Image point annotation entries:
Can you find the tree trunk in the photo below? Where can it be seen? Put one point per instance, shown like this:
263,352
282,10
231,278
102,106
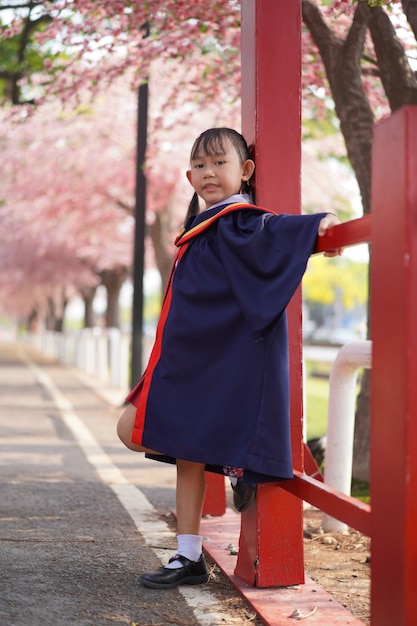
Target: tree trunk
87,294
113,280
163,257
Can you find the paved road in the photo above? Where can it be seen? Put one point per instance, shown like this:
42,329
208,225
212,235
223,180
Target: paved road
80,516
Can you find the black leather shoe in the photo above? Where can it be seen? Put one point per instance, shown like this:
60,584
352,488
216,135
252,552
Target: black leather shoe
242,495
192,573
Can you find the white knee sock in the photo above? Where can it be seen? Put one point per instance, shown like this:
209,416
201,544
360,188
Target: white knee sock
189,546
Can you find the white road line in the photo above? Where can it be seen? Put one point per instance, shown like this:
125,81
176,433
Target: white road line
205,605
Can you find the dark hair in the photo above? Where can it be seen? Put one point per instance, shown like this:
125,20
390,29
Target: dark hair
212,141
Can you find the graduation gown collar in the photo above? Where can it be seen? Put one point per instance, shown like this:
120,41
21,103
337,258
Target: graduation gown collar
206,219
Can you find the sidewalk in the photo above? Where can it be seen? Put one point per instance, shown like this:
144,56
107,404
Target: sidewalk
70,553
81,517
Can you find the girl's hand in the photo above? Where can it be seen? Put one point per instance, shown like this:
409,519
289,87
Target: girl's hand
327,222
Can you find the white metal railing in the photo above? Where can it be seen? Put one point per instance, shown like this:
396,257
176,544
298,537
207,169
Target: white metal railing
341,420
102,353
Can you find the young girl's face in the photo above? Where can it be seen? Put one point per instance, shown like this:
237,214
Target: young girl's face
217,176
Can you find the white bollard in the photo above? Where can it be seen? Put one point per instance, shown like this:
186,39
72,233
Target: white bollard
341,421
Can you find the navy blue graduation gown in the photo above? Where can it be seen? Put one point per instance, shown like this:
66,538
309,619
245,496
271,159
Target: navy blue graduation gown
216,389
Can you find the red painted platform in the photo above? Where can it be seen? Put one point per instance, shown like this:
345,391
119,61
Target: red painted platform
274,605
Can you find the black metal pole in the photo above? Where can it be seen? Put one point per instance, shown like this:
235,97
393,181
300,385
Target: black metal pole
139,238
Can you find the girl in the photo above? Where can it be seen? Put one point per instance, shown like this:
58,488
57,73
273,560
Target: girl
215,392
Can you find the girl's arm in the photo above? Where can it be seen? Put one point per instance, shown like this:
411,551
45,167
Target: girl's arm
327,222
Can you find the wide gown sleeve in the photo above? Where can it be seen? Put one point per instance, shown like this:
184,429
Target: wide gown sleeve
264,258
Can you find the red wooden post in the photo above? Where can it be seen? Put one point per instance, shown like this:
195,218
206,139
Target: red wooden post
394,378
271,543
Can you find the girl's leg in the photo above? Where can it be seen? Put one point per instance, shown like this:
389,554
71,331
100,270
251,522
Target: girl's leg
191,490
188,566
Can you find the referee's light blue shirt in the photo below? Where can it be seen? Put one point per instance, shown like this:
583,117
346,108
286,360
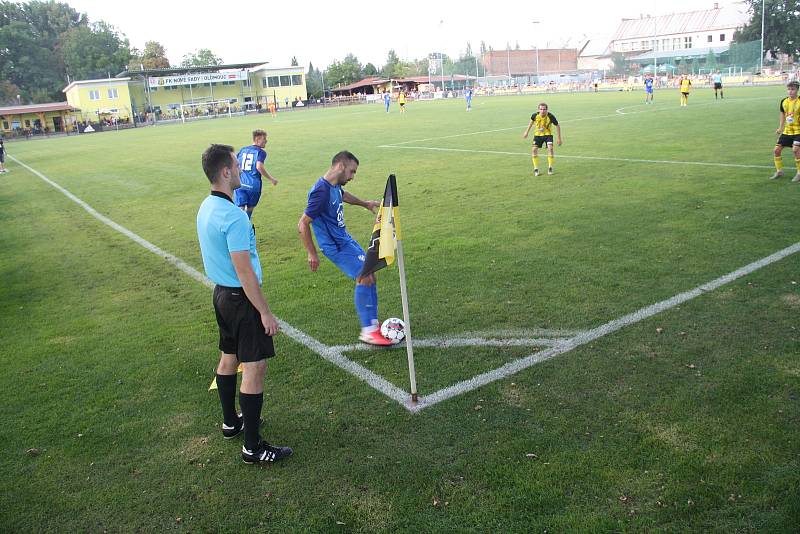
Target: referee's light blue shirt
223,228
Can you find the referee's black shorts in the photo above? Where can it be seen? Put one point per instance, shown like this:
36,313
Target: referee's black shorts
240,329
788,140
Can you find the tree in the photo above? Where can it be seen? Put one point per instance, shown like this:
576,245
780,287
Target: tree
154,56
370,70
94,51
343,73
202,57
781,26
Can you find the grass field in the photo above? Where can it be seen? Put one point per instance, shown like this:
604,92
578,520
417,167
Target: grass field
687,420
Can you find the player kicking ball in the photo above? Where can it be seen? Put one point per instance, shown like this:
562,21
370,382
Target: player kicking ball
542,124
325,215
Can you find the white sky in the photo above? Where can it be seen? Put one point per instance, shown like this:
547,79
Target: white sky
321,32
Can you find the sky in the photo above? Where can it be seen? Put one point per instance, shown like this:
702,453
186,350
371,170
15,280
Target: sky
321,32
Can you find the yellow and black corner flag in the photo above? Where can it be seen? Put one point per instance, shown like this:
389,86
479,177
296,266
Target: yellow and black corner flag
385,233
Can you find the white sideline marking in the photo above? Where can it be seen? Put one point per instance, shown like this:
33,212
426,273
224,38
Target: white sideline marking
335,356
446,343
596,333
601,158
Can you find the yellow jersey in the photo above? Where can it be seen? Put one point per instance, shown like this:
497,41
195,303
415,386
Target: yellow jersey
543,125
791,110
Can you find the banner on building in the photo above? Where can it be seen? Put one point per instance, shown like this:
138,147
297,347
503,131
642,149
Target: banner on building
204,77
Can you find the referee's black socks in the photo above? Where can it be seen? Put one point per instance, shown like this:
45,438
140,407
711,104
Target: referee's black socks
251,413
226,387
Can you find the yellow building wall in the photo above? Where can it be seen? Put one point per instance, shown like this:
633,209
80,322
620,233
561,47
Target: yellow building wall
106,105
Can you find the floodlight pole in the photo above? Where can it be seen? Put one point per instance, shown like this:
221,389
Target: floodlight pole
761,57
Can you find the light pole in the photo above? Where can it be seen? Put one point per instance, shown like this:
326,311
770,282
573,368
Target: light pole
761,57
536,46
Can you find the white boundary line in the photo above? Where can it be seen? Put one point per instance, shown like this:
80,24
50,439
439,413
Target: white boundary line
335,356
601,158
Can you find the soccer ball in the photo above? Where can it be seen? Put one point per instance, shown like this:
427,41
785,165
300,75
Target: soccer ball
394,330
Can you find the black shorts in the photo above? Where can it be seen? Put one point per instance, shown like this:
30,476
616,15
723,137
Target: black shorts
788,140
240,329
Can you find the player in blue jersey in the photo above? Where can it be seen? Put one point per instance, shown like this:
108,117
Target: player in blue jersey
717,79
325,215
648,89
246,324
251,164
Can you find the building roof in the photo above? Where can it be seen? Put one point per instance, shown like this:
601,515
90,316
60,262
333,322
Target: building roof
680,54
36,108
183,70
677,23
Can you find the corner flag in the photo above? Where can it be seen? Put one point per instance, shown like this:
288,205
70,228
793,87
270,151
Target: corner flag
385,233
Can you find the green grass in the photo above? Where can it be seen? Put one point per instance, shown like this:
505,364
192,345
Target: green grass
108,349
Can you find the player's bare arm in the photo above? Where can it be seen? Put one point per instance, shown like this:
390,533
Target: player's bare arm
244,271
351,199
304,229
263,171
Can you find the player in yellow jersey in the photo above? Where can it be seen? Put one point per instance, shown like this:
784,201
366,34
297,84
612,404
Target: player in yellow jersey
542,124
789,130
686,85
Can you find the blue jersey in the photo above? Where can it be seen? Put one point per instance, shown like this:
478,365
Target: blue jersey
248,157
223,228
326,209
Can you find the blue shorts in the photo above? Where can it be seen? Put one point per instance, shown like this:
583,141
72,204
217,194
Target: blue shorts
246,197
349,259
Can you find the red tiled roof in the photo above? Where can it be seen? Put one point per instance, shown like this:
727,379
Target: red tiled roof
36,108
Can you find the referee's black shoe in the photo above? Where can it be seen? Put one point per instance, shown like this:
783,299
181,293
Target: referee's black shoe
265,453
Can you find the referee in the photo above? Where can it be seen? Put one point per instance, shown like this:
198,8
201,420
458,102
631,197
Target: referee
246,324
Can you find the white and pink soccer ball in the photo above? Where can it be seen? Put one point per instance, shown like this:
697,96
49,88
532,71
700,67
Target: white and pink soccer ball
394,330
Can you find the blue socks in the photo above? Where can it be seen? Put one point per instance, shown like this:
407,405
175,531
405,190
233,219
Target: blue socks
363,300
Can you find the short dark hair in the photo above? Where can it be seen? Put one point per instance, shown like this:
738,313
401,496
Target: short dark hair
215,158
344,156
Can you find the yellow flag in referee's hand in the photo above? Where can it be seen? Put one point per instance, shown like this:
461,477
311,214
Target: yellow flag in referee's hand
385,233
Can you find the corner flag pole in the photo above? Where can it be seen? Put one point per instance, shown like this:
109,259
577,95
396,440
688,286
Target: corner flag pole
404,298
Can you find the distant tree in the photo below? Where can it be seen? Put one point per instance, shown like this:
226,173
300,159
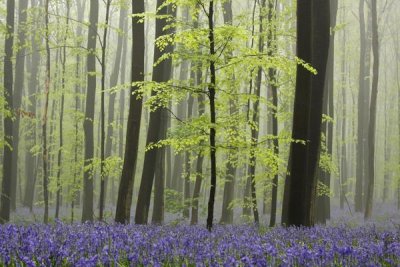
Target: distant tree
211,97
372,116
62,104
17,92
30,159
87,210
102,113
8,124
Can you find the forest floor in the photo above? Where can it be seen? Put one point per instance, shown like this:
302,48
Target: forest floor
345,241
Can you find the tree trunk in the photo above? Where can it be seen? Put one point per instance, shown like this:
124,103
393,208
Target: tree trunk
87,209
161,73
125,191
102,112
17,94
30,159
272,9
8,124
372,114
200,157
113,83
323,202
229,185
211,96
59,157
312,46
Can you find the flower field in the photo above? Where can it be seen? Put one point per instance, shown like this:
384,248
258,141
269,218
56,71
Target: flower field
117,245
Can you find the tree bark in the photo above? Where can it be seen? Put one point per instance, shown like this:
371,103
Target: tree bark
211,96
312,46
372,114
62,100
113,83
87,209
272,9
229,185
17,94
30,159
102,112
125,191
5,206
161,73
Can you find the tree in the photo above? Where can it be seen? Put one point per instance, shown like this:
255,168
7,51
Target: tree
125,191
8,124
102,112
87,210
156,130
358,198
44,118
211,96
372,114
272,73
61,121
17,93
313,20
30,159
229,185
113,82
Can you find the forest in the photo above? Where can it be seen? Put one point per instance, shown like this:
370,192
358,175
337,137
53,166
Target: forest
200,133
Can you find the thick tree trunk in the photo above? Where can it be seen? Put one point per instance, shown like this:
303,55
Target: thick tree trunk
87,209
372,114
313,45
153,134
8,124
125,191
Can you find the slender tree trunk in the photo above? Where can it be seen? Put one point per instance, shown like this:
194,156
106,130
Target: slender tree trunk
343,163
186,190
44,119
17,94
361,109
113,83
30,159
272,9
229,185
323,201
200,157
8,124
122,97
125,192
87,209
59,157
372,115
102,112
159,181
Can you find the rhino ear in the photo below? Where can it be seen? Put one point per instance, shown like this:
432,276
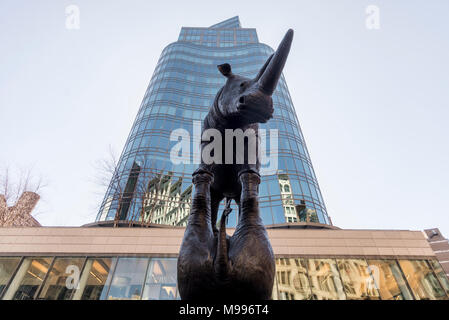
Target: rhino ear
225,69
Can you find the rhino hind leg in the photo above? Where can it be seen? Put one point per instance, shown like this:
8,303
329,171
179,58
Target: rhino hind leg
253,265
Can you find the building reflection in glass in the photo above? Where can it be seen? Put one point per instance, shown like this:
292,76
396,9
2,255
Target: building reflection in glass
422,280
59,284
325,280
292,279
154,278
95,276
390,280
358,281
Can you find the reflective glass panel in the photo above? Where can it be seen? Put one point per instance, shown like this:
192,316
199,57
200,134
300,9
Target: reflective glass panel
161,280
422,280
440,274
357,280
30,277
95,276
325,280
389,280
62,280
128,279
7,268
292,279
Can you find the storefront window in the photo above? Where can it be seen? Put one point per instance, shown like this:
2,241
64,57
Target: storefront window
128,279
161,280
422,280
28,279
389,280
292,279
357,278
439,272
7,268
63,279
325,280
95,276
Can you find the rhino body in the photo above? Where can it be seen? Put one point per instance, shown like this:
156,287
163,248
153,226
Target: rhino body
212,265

> **WHAT YOU WILL DO**
Rewrite the lines from the one containing "Can you find the storefront" through the end of the entries above as a numbered list, omitting any blank lines.

> **WRITTEN ANSWER**
1. Can you find the storefront window in the photo above? Where can it be seen? Put one point per instance, shown like this:
2. 2,241
3. 64,57
4. Target: storefront window
5. 128,279
6. 161,280
7. 422,280
8. 28,279
9. 389,280
10. 292,279
11. 357,278
12. 439,272
13. 7,268
14. 63,279
15. 325,280
16. 95,276
17. Can you find the rhino body in the photo above? Where can it be seen? Put one point per instance, shown like this:
18. 156,287
19. 163,248
20. 153,226
21. Target: rhino body
22. 212,265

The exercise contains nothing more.